> [AIM] Report only how many lines of the data below contain the string "wooden". Case counts.

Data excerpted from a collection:
***

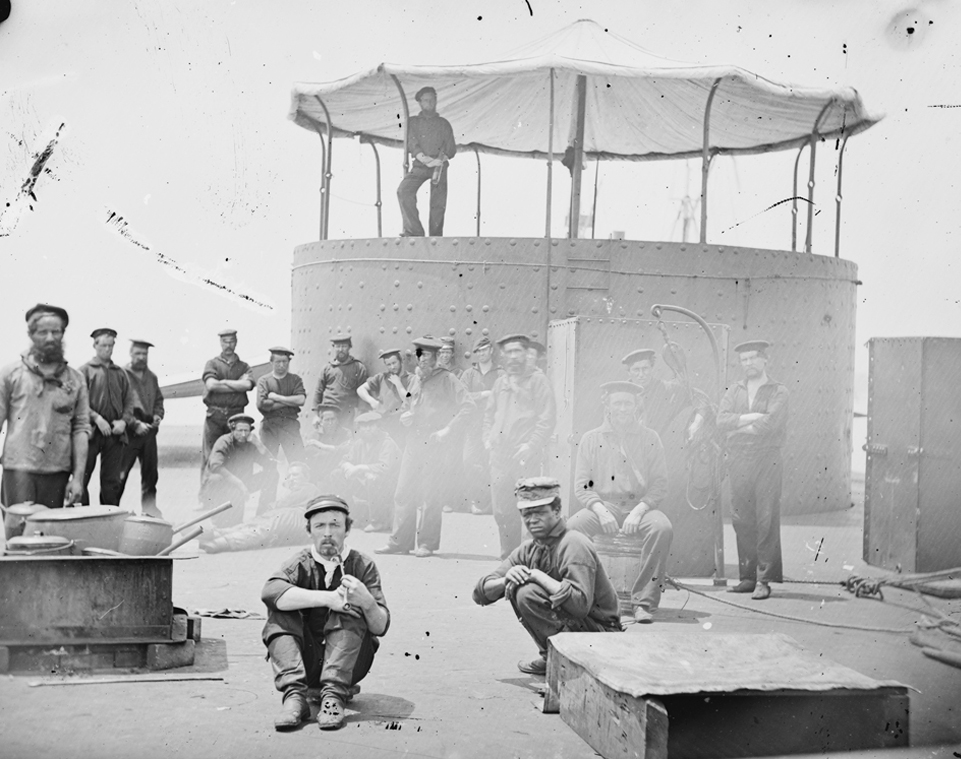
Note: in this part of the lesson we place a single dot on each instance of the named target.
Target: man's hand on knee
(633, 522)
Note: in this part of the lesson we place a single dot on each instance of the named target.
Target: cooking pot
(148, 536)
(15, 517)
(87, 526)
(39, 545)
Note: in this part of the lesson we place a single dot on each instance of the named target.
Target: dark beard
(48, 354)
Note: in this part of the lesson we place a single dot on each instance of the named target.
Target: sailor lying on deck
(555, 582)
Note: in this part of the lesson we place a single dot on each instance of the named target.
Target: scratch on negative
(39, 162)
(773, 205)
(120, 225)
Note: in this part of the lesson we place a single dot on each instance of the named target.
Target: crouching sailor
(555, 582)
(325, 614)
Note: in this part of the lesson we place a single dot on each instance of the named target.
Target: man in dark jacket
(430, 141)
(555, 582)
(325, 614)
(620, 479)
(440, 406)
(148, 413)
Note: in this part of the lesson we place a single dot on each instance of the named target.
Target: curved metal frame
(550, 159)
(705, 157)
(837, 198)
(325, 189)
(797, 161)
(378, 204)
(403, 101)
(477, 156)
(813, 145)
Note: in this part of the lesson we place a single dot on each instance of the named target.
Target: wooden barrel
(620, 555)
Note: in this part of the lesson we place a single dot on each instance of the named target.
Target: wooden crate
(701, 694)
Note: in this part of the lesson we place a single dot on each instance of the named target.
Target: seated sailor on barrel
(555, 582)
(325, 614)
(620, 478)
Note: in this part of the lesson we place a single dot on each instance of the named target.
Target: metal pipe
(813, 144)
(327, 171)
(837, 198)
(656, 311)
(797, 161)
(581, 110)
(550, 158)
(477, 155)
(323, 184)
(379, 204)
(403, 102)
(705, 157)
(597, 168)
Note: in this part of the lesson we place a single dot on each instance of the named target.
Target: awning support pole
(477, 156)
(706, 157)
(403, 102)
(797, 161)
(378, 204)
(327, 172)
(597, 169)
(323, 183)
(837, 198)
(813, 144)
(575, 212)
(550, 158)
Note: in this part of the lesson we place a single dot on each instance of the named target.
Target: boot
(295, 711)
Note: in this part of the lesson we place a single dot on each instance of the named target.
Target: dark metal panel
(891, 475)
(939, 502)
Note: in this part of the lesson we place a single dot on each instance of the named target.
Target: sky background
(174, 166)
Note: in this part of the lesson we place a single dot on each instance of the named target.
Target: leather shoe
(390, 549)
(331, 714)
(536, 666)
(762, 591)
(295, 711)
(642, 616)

***

> [COMPLETED TASK] 2